What to do →
Reproduce, without any change, the lines that run from the start of the records through the line containing "Now the denim".

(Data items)
<<<<

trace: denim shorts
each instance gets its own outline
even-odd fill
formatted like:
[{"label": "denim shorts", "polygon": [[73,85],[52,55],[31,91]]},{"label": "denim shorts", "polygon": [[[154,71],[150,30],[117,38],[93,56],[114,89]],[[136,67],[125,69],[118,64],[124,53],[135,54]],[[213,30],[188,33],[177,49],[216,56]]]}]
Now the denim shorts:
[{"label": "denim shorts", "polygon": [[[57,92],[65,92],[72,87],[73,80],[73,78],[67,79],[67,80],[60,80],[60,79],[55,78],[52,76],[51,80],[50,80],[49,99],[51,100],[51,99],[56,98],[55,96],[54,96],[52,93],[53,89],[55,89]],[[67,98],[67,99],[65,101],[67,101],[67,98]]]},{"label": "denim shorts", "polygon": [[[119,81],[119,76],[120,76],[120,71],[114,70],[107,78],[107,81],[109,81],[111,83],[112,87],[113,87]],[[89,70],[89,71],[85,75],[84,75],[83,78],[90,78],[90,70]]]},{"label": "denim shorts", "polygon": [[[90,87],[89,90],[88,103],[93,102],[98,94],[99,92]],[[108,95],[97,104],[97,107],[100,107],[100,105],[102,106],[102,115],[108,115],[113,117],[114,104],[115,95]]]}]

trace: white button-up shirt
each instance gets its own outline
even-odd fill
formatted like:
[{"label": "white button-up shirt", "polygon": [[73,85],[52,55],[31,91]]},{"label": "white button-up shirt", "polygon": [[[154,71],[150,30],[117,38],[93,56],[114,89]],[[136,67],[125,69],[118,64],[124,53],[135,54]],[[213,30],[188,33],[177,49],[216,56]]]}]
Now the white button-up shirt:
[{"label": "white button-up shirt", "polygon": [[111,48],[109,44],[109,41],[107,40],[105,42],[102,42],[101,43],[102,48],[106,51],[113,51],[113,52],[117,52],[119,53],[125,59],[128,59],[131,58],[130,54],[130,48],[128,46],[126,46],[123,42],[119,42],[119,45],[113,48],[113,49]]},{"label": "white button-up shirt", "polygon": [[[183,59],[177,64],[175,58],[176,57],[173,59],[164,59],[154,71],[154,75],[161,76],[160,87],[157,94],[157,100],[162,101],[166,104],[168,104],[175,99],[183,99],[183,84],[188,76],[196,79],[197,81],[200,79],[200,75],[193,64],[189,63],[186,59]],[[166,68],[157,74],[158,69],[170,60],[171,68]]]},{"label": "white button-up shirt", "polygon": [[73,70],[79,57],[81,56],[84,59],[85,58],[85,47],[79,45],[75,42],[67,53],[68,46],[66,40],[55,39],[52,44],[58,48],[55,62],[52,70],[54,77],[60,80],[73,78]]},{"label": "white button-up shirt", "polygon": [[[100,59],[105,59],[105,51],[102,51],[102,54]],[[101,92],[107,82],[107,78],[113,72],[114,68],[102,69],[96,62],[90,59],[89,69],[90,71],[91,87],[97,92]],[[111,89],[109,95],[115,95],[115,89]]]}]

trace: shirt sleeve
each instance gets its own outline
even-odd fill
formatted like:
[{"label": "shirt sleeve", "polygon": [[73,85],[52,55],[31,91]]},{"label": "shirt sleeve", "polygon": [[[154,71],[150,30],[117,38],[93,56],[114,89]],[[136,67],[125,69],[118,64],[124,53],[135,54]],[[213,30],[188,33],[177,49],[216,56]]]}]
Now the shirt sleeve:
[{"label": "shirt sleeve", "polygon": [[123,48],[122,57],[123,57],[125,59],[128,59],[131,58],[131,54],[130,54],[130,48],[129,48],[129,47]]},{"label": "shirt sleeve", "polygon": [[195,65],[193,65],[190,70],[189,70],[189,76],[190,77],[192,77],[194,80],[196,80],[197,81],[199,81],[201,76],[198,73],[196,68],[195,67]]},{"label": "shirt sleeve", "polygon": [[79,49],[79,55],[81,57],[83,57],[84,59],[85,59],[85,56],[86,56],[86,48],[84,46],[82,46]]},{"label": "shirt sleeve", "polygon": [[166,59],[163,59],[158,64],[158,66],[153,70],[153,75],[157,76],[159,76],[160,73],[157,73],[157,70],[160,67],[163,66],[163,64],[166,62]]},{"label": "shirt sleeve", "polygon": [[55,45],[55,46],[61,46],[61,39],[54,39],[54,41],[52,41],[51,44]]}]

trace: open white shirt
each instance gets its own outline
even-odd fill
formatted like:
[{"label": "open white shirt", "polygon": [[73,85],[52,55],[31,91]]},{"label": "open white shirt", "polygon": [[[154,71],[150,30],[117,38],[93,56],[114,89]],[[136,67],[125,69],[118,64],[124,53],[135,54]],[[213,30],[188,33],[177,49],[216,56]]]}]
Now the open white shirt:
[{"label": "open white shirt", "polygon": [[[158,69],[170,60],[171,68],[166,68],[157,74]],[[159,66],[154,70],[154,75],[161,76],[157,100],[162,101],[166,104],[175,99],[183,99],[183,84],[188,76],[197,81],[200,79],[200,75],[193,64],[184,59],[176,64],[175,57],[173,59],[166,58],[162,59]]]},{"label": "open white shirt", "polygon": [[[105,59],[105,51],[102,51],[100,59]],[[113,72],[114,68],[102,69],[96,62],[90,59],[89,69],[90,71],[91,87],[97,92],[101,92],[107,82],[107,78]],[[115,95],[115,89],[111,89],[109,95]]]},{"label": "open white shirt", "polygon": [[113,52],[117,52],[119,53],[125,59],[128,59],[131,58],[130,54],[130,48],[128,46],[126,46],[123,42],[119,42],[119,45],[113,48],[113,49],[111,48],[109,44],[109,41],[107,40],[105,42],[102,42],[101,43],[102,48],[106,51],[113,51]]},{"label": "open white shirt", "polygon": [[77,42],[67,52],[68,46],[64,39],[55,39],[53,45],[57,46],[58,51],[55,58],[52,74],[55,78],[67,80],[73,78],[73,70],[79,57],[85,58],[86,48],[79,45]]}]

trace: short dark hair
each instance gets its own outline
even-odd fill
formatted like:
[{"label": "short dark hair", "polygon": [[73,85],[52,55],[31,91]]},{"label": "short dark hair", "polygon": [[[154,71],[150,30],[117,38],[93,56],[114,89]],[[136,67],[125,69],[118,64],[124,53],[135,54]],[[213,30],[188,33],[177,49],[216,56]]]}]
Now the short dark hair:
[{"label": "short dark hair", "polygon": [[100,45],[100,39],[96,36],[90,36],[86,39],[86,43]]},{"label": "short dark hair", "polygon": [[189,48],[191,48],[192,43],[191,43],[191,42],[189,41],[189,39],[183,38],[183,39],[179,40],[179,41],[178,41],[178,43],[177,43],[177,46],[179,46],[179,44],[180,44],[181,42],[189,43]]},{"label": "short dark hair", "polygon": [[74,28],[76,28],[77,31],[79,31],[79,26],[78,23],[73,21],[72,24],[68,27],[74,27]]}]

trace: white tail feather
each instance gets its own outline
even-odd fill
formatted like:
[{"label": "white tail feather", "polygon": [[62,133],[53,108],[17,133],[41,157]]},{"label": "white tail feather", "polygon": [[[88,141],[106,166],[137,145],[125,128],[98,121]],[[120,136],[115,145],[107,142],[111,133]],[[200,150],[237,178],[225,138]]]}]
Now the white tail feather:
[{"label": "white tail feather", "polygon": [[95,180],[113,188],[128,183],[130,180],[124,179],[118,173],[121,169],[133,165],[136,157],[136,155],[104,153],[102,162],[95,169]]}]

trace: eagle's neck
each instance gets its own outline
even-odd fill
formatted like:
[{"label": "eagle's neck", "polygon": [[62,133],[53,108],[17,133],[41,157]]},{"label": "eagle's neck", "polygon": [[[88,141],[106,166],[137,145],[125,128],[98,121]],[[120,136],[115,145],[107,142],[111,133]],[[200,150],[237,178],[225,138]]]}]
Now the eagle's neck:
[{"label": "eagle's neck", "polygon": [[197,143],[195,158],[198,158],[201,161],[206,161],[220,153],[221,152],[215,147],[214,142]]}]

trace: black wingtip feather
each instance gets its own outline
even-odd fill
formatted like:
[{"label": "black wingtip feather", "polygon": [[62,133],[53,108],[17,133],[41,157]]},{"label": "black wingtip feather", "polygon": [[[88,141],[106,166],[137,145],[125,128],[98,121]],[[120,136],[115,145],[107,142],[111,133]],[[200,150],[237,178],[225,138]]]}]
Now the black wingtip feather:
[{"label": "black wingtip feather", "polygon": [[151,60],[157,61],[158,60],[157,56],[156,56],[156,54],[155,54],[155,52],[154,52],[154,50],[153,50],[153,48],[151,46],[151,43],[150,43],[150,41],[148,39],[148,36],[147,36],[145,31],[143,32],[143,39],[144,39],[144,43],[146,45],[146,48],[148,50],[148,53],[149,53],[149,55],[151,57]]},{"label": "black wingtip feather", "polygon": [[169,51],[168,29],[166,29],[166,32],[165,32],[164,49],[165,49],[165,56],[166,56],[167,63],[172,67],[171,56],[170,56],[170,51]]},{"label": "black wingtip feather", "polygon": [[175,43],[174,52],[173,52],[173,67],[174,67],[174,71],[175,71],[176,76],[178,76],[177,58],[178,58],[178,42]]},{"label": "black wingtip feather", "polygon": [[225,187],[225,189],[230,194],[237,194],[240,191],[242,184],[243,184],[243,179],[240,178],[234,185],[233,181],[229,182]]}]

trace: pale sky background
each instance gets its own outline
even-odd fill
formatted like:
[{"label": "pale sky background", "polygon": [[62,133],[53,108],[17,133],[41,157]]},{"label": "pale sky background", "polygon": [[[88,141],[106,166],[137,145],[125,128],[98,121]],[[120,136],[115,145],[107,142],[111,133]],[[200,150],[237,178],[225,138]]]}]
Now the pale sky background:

>>>>

Solution →
trace: denim shorts
each instance gets its own outline
even-odd fill
formatted like:
[{"label": "denim shorts", "polygon": [[73,85],[52,55],[31,91]]},{"label": "denim shorts", "polygon": [[[154,71],[150,30],[117,38],[93,56],[114,89]],[[136,67],[125,69],[118,64],[124,53],[135,54]],[[213,30],[188,33],[177,49],[216,56]]]}]
Now the denim shorts:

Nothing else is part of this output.